Text segment>
_ _ _ _ _

Your statement is of course, true. Macs would also be more value for the money if they were free. Yay free.
Frankly this is a stale old argument. I did some research to see if I could find these really cheap high performance windows PCs that people seem to imply are out there. I found a razor that was uber heavy, had crappy battery life and was expensive, didn't even sport the Geekbench scores the M2 Pro or Max do. did I mention expensive?
So yes, we would all like to have cheaper and better products, but it is a competitive market, other companies do not give away their products either.
I totally get you, I do think that the upgrade prices on Ram and SSDs is high
As you ignored my post I will point out again.
Tim cooks apple is all squeezing out every last penny...
Aside from the fact that storage and memory flatlined when he took over he also puts out de-contented base models.
The base iMac for example is ridiculous and shouldn't exist. They have to manufacture an entire SKU just to build one with two fewer USB ports, 1 fewer fan (leading to a hotter machine as found in independent testing) and without the gigabit ethernet power adapter. This model seems to me to exist only to drive people to the middle model.
Or you could look at how often Apple partners introduced product updates after 2014. Kind of difficult to get that new Mac out if the company whose CPUs you are using hasn't introduced a new chip in a while... Much of the Mac "golden age" under Steve Jobs was thanks to predictable and steady product refreshes from their partners. Intel was bringing out new CPU revision every six months like clockwork, which allowed Apple to refresh Macs two times per year as well. If you study the timeline you will see that Mac refresh cycles started slipping exactly the moment Intel started stumbling.

_ _ _ _ _

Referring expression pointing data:
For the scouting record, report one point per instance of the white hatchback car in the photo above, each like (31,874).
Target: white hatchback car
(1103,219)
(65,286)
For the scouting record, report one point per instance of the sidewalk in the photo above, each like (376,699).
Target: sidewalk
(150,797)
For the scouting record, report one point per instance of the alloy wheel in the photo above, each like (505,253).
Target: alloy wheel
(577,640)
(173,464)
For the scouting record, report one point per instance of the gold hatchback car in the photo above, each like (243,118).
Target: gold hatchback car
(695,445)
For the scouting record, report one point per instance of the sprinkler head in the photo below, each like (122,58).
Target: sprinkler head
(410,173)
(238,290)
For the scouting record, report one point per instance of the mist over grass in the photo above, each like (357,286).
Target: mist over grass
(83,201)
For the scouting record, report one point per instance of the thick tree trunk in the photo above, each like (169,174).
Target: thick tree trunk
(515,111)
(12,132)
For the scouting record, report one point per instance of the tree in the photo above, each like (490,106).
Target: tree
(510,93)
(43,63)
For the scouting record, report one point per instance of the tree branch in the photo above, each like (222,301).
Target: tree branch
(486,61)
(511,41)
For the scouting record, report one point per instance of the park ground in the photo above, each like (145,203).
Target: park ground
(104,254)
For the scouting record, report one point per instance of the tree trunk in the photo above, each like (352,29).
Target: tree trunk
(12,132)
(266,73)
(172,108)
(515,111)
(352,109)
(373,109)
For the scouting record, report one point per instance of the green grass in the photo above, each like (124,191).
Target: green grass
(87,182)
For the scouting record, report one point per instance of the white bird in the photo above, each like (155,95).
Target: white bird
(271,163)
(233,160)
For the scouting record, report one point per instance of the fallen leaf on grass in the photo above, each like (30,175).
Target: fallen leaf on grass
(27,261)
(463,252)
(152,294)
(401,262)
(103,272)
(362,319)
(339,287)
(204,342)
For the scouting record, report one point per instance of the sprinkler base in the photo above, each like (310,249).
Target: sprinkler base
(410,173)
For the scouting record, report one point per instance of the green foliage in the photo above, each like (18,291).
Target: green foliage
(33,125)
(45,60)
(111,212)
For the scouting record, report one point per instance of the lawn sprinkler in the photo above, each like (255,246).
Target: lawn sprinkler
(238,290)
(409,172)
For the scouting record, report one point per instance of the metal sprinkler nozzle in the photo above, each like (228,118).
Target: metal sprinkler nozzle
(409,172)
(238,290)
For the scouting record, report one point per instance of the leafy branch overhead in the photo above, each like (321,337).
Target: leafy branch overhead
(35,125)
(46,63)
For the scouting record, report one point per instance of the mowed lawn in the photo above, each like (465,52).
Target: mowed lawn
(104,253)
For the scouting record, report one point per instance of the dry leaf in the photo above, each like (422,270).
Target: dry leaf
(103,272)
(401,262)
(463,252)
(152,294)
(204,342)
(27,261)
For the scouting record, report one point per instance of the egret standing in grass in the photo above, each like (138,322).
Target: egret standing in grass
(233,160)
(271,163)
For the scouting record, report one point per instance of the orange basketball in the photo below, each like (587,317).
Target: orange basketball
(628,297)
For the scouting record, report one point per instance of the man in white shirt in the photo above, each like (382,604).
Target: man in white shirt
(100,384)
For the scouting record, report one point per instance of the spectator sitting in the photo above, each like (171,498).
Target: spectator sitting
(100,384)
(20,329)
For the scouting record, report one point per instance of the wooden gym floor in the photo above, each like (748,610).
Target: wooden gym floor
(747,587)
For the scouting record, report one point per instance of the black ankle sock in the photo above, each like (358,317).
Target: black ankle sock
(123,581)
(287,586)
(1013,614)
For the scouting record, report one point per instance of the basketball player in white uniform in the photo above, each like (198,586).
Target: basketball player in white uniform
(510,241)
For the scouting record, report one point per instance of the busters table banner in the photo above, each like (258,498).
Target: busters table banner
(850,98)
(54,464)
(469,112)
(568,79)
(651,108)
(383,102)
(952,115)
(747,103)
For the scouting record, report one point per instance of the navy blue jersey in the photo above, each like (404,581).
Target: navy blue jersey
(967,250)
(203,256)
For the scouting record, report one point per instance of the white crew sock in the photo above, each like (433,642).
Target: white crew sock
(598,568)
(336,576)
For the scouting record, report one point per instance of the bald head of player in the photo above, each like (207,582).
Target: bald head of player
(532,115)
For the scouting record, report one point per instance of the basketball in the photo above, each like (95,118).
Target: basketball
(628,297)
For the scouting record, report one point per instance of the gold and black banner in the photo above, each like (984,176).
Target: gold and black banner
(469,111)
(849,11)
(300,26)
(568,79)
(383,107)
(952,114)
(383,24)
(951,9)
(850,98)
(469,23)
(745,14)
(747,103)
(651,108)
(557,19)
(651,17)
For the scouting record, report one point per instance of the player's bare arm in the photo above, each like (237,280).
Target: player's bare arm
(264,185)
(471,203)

_ _ _ _ _

Parts of the exercise>
a – Return the part of the Mac pricing discussion from "The base iMac" to "the middle model.", copied word for word.
b – In the Mac pricing discussion, how often was Intel bringing out a new CPU revision?

Task solutions>
a –
The base iMac for example is ridiculous and shouldn't exist. They have to manufacture an entire SKU just to build one with two fewer USB ports, 1 fewer fan (leading to a hotter machine as found in independent testing) and without the gigabit ethernet power adapter. This model seems to me to exist only to drive people to the middle model.

b – Every six months, like clockwork.